## ACTIVITY
In the text about the genetically edited babies, which gene did the team edit with CRISPR?

## SELECTED TEXT
- - -

After the revelation that He had employed CRISPR to get women pregnant with genetically edited babies, the biophysicist posted a series of YouTube videos (see below), claiming his new editing of human embryos had led to the birth of “2 beautiful little Chinese girls,” fraternal twins whom he called Nana and Lulu.

His team had used CRISPR to edit a single gene, called CCR5, in an attempt to make the girls immune to infection by the HIV virus.

Much to his disappointment, Dr. He was severely condemned by experts around the globe, including in China, for carrying out a risky and medically pointless experiment. 2 days later after posting his videos, He attended the Hong Kong summit, where he was allowed to present his experimental results.  During the questioning session, answering to the British developmental biologist Robin Lovell-Badge that He said yet another CRISPR baby was on the way.

As Dr. He had already received threats, Jiankui had hidden in a room before his appearance in Hong Kong and was immediately guided by security officials afterward.  “The whole idea was to get Jiankui to talk, because we knew that this would be the only opportunity that a lot of people would have of interacting with him,” Robin would later write as part of a history of the fast-moving events surrounding the Honk Kong summit.

- - -

## INFORMATION SUPPLIED
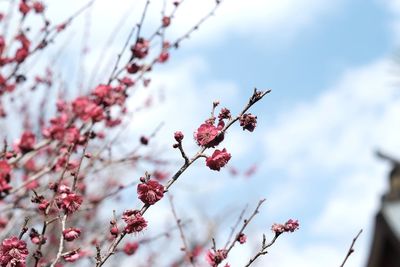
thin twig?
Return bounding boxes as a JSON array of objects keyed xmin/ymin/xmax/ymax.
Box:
[{"xmin": 340, "ymin": 229, "xmax": 362, "ymax": 267}]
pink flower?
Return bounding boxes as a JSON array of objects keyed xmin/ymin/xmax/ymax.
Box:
[
  {"xmin": 29, "ymin": 228, "xmax": 47, "ymax": 245},
  {"xmin": 0, "ymin": 160, "xmax": 12, "ymax": 197},
  {"xmin": 122, "ymin": 210, "xmax": 147, "ymax": 234},
  {"xmin": 206, "ymin": 249, "xmax": 228, "ymax": 267},
  {"xmin": 63, "ymin": 227, "xmax": 81, "ymax": 242},
  {"xmin": 19, "ymin": 1, "xmax": 31, "ymax": 16},
  {"xmin": 56, "ymin": 192, "xmax": 83, "ymax": 214},
  {"xmin": 271, "ymin": 223, "xmax": 285, "ymax": 234},
  {"xmin": 137, "ymin": 180, "xmax": 164, "ymax": 205},
  {"xmin": 18, "ymin": 131, "xmax": 36, "ymax": 153},
  {"xmin": 206, "ymin": 148, "xmax": 231, "ymax": 171},
  {"xmin": 14, "ymin": 47, "xmax": 29, "ymax": 63},
  {"xmin": 72, "ymin": 96, "xmax": 104, "ymax": 122},
  {"xmin": 285, "ymin": 219, "xmax": 300, "ymax": 233},
  {"xmin": 0, "ymin": 236, "xmax": 29, "ymax": 267},
  {"xmin": 237, "ymin": 233, "xmax": 247, "ymax": 244},
  {"xmin": 162, "ymin": 16, "xmax": 171, "ymax": 27},
  {"xmin": 218, "ymin": 108, "xmax": 232, "ymax": 120},
  {"xmin": 271, "ymin": 219, "xmax": 300, "ymax": 235},
  {"xmin": 140, "ymin": 136, "xmax": 149, "ymax": 146},
  {"xmin": 158, "ymin": 51, "xmax": 169, "ymax": 63},
  {"xmin": 131, "ymin": 38, "xmax": 150, "ymax": 59},
  {"xmin": 194, "ymin": 123, "xmax": 224, "ymax": 147},
  {"xmin": 239, "ymin": 113, "xmax": 257, "ymax": 132},
  {"xmin": 33, "ymin": 1, "xmax": 44, "ymax": 13},
  {"xmin": 124, "ymin": 242, "xmax": 139, "ymax": 255},
  {"xmin": 174, "ymin": 131, "xmax": 184, "ymax": 143},
  {"xmin": 63, "ymin": 250, "xmax": 81, "ymax": 262}
]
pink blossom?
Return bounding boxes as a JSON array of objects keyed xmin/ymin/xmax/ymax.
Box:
[
  {"xmin": 72, "ymin": 96, "xmax": 104, "ymax": 122},
  {"xmin": 237, "ymin": 233, "xmax": 247, "ymax": 244},
  {"xmin": 239, "ymin": 113, "xmax": 257, "ymax": 132},
  {"xmin": 162, "ymin": 16, "xmax": 171, "ymax": 27},
  {"xmin": 19, "ymin": 1, "xmax": 31, "ymax": 16},
  {"xmin": 63, "ymin": 250, "xmax": 81, "ymax": 262},
  {"xmin": 14, "ymin": 47, "xmax": 29, "ymax": 63},
  {"xmin": 63, "ymin": 227, "xmax": 81, "ymax": 242},
  {"xmin": 271, "ymin": 219, "xmax": 300, "ymax": 235},
  {"xmin": 0, "ymin": 160, "xmax": 12, "ymax": 196},
  {"xmin": 218, "ymin": 108, "xmax": 232, "ymax": 120},
  {"xmin": 194, "ymin": 123, "xmax": 224, "ymax": 147},
  {"xmin": 285, "ymin": 219, "xmax": 300, "ymax": 233},
  {"xmin": 123, "ymin": 242, "xmax": 139, "ymax": 255},
  {"xmin": 206, "ymin": 148, "xmax": 231, "ymax": 171},
  {"xmin": 206, "ymin": 249, "xmax": 228, "ymax": 267},
  {"xmin": 18, "ymin": 131, "xmax": 36, "ymax": 153},
  {"xmin": 0, "ymin": 236, "xmax": 29, "ymax": 267},
  {"xmin": 33, "ymin": 1, "xmax": 44, "ymax": 13},
  {"xmin": 56, "ymin": 193, "xmax": 83, "ymax": 214},
  {"xmin": 174, "ymin": 131, "xmax": 184, "ymax": 143},
  {"xmin": 122, "ymin": 210, "xmax": 147, "ymax": 234},
  {"xmin": 137, "ymin": 180, "xmax": 164, "ymax": 205},
  {"xmin": 131, "ymin": 38, "xmax": 150, "ymax": 59}
]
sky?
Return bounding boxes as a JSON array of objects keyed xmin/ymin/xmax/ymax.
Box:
[{"xmin": 12, "ymin": 0, "xmax": 400, "ymax": 267}]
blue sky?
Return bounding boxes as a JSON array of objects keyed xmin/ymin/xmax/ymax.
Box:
[{"xmin": 19, "ymin": 0, "xmax": 400, "ymax": 267}]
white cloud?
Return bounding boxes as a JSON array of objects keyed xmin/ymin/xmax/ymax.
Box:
[{"xmin": 264, "ymin": 57, "xmax": 400, "ymax": 266}]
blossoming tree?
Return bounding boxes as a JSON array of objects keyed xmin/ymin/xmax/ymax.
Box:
[{"xmin": 0, "ymin": 0, "xmax": 299, "ymax": 266}]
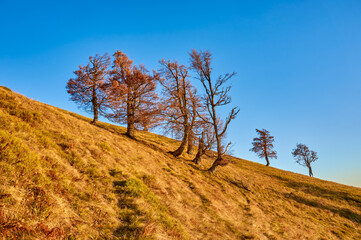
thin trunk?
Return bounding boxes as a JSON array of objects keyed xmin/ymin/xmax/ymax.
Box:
[
  {"xmin": 308, "ymin": 165, "xmax": 313, "ymax": 177},
  {"xmin": 127, "ymin": 90, "xmax": 135, "ymax": 139},
  {"xmin": 208, "ymin": 156, "xmax": 222, "ymax": 173},
  {"xmin": 187, "ymin": 130, "xmax": 194, "ymax": 154},
  {"xmin": 171, "ymin": 124, "xmax": 189, "ymax": 157},
  {"xmin": 193, "ymin": 132, "xmax": 204, "ymax": 164},
  {"xmin": 265, "ymin": 154, "xmax": 269, "ymax": 167},
  {"xmin": 91, "ymin": 86, "xmax": 99, "ymax": 124}
]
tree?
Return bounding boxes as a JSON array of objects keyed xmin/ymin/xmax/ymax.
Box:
[
  {"xmin": 66, "ymin": 54, "xmax": 110, "ymax": 124},
  {"xmin": 190, "ymin": 50, "xmax": 239, "ymax": 172},
  {"xmin": 193, "ymin": 123, "xmax": 215, "ymax": 164},
  {"xmin": 107, "ymin": 50, "xmax": 158, "ymax": 139},
  {"xmin": 250, "ymin": 129, "xmax": 277, "ymax": 166},
  {"xmin": 159, "ymin": 59, "xmax": 194, "ymax": 157},
  {"xmin": 292, "ymin": 143, "xmax": 318, "ymax": 177}
]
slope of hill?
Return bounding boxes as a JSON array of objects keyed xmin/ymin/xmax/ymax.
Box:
[{"xmin": 0, "ymin": 87, "xmax": 361, "ymax": 239}]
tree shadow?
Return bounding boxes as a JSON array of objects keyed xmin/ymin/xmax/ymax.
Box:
[
  {"xmin": 268, "ymin": 175, "xmax": 361, "ymax": 209},
  {"xmin": 283, "ymin": 193, "xmax": 361, "ymax": 224},
  {"xmin": 113, "ymin": 180, "xmax": 146, "ymax": 239}
]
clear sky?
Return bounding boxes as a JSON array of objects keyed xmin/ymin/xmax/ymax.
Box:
[{"xmin": 0, "ymin": 0, "xmax": 361, "ymax": 187}]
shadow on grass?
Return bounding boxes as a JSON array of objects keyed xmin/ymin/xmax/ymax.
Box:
[
  {"xmin": 283, "ymin": 193, "xmax": 361, "ymax": 224},
  {"xmin": 269, "ymin": 175, "xmax": 361, "ymax": 208},
  {"xmin": 113, "ymin": 180, "xmax": 145, "ymax": 239}
]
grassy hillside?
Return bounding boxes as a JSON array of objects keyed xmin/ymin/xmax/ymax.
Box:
[{"xmin": 0, "ymin": 87, "xmax": 361, "ymax": 240}]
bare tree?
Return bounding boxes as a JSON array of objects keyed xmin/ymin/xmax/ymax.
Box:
[
  {"xmin": 187, "ymin": 89, "xmax": 205, "ymax": 154},
  {"xmin": 190, "ymin": 50, "xmax": 239, "ymax": 172},
  {"xmin": 193, "ymin": 123, "xmax": 215, "ymax": 164},
  {"xmin": 159, "ymin": 59, "xmax": 194, "ymax": 157},
  {"xmin": 292, "ymin": 143, "xmax": 318, "ymax": 177},
  {"xmin": 250, "ymin": 129, "xmax": 277, "ymax": 166},
  {"xmin": 66, "ymin": 54, "xmax": 110, "ymax": 124}
]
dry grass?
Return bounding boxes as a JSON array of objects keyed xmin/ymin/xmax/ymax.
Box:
[{"xmin": 0, "ymin": 87, "xmax": 361, "ymax": 239}]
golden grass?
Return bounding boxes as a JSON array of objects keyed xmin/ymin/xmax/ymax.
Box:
[{"xmin": 0, "ymin": 87, "xmax": 361, "ymax": 239}]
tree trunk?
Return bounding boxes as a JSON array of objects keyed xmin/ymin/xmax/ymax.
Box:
[
  {"xmin": 208, "ymin": 156, "xmax": 222, "ymax": 173},
  {"xmin": 127, "ymin": 92, "xmax": 135, "ymax": 139},
  {"xmin": 91, "ymin": 86, "xmax": 99, "ymax": 124},
  {"xmin": 193, "ymin": 132, "xmax": 204, "ymax": 164},
  {"xmin": 187, "ymin": 130, "xmax": 194, "ymax": 154},
  {"xmin": 265, "ymin": 154, "xmax": 269, "ymax": 167},
  {"xmin": 308, "ymin": 166, "xmax": 313, "ymax": 177},
  {"xmin": 171, "ymin": 124, "xmax": 189, "ymax": 157},
  {"xmin": 208, "ymin": 132, "xmax": 222, "ymax": 173}
]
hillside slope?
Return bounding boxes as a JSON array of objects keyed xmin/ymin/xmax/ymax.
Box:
[{"xmin": 0, "ymin": 87, "xmax": 361, "ymax": 239}]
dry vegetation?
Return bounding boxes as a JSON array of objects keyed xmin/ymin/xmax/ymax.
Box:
[{"xmin": 0, "ymin": 87, "xmax": 361, "ymax": 239}]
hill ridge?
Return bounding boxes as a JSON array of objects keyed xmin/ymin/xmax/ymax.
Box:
[{"xmin": 0, "ymin": 87, "xmax": 361, "ymax": 239}]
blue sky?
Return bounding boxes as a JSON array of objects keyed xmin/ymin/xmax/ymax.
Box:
[{"xmin": 0, "ymin": 0, "xmax": 361, "ymax": 187}]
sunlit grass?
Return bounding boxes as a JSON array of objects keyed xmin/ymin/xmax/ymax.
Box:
[{"xmin": 0, "ymin": 87, "xmax": 361, "ymax": 239}]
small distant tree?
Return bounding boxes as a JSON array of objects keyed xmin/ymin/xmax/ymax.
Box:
[
  {"xmin": 190, "ymin": 50, "xmax": 239, "ymax": 172},
  {"xmin": 250, "ymin": 129, "xmax": 277, "ymax": 166},
  {"xmin": 107, "ymin": 50, "xmax": 158, "ymax": 139},
  {"xmin": 292, "ymin": 143, "xmax": 318, "ymax": 177},
  {"xmin": 159, "ymin": 59, "xmax": 194, "ymax": 157},
  {"xmin": 66, "ymin": 54, "xmax": 110, "ymax": 124}
]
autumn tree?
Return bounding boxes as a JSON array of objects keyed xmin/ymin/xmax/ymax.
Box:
[
  {"xmin": 292, "ymin": 143, "xmax": 318, "ymax": 177},
  {"xmin": 159, "ymin": 59, "xmax": 194, "ymax": 157},
  {"xmin": 66, "ymin": 54, "xmax": 110, "ymax": 124},
  {"xmin": 190, "ymin": 50, "xmax": 239, "ymax": 172},
  {"xmin": 250, "ymin": 129, "xmax": 277, "ymax": 166},
  {"xmin": 187, "ymin": 89, "xmax": 206, "ymax": 154},
  {"xmin": 193, "ymin": 123, "xmax": 215, "ymax": 164},
  {"xmin": 107, "ymin": 50, "xmax": 158, "ymax": 139}
]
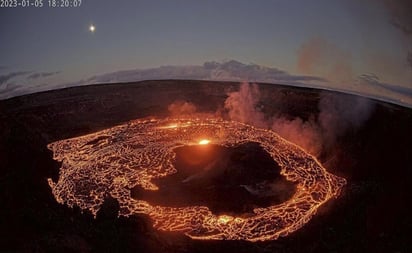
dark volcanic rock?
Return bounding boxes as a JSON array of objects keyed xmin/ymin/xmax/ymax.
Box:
[{"xmin": 132, "ymin": 143, "xmax": 295, "ymax": 216}]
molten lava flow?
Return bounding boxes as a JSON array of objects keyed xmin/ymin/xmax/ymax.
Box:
[
  {"xmin": 48, "ymin": 119, "xmax": 346, "ymax": 241},
  {"xmin": 199, "ymin": 139, "xmax": 210, "ymax": 145}
]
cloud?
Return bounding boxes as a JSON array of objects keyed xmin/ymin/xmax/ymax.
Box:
[
  {"xmin": 359, "ymin": 74, "xmax": 412, "ymax": 96},
  {"xmin": 0, "ymin": 71, "xmax": 31, "ymax": 86},
  {"xmin": 297, "ymin": 37, "xmax": 352, "ymax": 82},
  {"xmin": 384, "ymin": 0, "xmax": 412, "ymax": 35},
  {"xmin": 83, "ymin": 60, "xmax": 326, "ymax": 86},
  {"xmin": 383, "ymin": 0, "xmax": 412, "ymax": 67},
  {"xmin": 225, "ymin": 83, "xmax": 374, "ymax": 156},
  {"xmin": 27, "ymin": 71, "xmax": 60, "ymax": 79}
]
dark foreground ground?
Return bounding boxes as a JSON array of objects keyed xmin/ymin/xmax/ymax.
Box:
[{"xmin": 0, "ymin": 81, "xmax": 412, "ymax": 252}]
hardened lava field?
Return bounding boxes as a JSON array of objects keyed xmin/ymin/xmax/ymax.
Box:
[{"xmin": 48, "ymin": 118, "xmax": 346, "ymax": 241}]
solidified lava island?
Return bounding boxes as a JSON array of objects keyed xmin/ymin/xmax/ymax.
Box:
[{"xmin": 48, "ymin": 118, "xmax": 346, "ymax": 241}]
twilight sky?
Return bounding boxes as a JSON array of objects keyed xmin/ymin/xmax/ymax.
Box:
[{"xmin": 0, "ymin": 0, "xmax": 412, "ymax": 104}]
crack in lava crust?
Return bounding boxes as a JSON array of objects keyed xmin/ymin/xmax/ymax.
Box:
[{"xmin": 48, "ymin": 118, "xmax": 346, "ymax": 241}]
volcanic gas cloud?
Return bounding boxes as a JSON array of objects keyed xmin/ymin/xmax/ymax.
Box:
[{"xmin": 48, "ymin": 118, "xmax": 346, "ymax": 241}]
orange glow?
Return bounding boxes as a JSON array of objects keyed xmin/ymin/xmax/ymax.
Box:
[
  {"xmin": 199, "ymin": 139, "xmax": 210, "ymax": 145},
  {"xmin": 48, "ymin": 118, "xmax": 346, "ymax": 241}
]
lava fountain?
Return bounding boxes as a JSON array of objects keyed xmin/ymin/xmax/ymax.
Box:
[{"xmin": 48, "ymin": 118, "xmax": 346, "ymax": 241}]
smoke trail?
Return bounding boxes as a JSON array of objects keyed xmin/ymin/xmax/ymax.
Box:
[
  {"xmin": 167, "ymin": 100, "xmax": 197, "ymax": 117},
  {"xmin": 225, "ymin": 83, "xmax": 374, "ymax": 156},
  {"xmin": 225, "ymin": 82, "xmax": 268, "ymax": 127}
]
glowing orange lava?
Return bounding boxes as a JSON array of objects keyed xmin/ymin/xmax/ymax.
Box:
[
  {"xmin": 48, "ymin": 119, "xmax": 346, "ymax": 241},
  {"xmin": 199, "ymin": 139, "xmax": 210, "ymax": 145}
]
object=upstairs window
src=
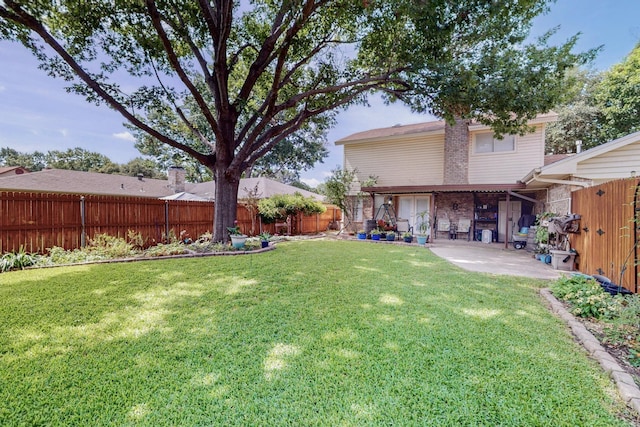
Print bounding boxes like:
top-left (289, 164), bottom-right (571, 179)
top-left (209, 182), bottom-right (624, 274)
top-left (475, 132), bottom-right (516, 153)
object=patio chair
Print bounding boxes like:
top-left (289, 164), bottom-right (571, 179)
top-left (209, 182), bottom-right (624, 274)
top-left (436, 219), bottom-right (451, 239)
top-left (396, 219), bottom-right (413, 239)
top-left (456, 219), bottom-right (471, 240)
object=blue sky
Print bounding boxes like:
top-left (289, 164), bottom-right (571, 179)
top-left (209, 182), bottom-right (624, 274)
top-left (0, 0), bottom-right (640, 186)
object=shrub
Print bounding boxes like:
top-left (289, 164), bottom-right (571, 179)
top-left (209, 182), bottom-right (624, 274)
top-left (0, 247), bottom-right (38, 273)
top-left (551, 276), bottom-right (619, 319)
top-left (39, 246), bottom-right (105, 265)
top-left (144, 242), bottom-right (185, 257)
top-left (604, 294), bottom-right (640, 366)
top-left (86, 234), bottom-right (135, 258)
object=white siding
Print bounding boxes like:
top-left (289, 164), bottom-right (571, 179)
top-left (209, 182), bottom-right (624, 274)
top-left (344, 134), bottom-right (444, 186)
top-left (576, 142), bottom-right (640, 180)
top-left (469, 125), bottom-right (544, 184)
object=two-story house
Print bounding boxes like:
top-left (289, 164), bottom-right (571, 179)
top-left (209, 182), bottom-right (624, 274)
top-left (336, 113), bottom-right (557, 242)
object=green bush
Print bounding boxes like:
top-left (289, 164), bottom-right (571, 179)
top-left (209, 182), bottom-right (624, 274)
top-left (604, 294), bottom-right (640, 366)
top-left (0, 247), bottom-right (38, 273)
top-left (551, 275), bottom-right (620, 319)
top-left (39, 246), bottom-right (105, 265)
top-left (144, 242), bottom-right (185, 257)
top-left (86, 234), bottom-right (136, 258)
top-left (258, 192), bottom-right (327, 224)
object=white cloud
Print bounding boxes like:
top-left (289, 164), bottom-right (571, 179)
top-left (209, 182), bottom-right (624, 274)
top-left (113, 131), bottom-right (136, 142)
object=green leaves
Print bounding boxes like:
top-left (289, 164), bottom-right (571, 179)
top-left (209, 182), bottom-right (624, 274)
top-left (258, 192), bottom-right (327, 223)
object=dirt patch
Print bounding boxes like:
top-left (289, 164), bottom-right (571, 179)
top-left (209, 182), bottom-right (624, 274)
top-left (576, 317), bottom-right (640, 387)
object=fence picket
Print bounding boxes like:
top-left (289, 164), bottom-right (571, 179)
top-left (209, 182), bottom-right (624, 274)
top-left (0, 191), bottom-right (340, 253)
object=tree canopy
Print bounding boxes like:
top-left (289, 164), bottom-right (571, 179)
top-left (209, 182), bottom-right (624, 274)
top-left (546, 44), bottom-right (640, 154)
top-left (0, 0), bottom-right (590, 240)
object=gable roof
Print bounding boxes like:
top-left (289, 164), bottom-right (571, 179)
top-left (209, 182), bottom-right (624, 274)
top-left (0, 169), bottom-right (173, 198)
top-left (0, 166), bottom-right (29, 177)
top-left (0, 169), bottom-right (323, 201)
top-left (336, 120), bottom-right (445, 145)
top-left (522, 132), bottom-right (640, 184)
top-left (335, 112), bottom-right (558, 145)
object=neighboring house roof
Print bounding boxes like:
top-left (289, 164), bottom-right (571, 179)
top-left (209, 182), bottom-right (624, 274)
top-left (336, 113), bottom-right (558, 145)
top-left (0, 166), bottom-right (29, 177)
top-left (160, 191), bottom-right (210, 202)
top-left (238, 177), bottom-right (324, 202)
top-left (544, 154), bottom-right (572, 166)
top-left (521, 132), bottom-right (640, 188)
top-left (0, 169), bottom-right (323, 201)
top-left (336, 120), bottom-right (444, 145)
top-left (0, 169), bottom-right (173, 198)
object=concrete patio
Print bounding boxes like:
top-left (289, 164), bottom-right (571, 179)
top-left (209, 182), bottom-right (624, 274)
top-left (427, 239), bottom-right (568, 280)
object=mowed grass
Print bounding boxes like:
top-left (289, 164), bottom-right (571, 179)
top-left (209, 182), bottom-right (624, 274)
top-left (0, 241), bottom-right (626, 426)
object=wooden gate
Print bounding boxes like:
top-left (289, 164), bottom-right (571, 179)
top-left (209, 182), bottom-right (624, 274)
top-left (571, 178), bottom-right (640, 293)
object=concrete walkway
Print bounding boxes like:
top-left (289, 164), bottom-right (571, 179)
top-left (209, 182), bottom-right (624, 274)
top-left (427, 240), bottom-right (640, 425)
top-left (427, 239), bottom-right (567, 280)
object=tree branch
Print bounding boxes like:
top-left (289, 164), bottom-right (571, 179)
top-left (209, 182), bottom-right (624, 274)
top-left (0, 0), bottom-right (210, 164)
top-left (146, 0), bottom-right (221, 138)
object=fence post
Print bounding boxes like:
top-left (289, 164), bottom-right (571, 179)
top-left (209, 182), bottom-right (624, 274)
top-left (164, 200), bottom-right (169, 243)
top-left (80, 196), bottom-right (87, 248)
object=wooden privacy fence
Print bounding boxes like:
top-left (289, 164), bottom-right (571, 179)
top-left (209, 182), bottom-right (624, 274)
top-left (571, 178), bottom-right (640, 293)
top-left (0, 191), bottom-right (340, 253)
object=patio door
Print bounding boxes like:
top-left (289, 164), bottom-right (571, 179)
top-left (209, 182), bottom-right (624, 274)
top-left (498, 201), bottom-right (522, 242)
top-left (398, 195), bottom-right (431, 234)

- - -

## TASK OUTPUT
CCR5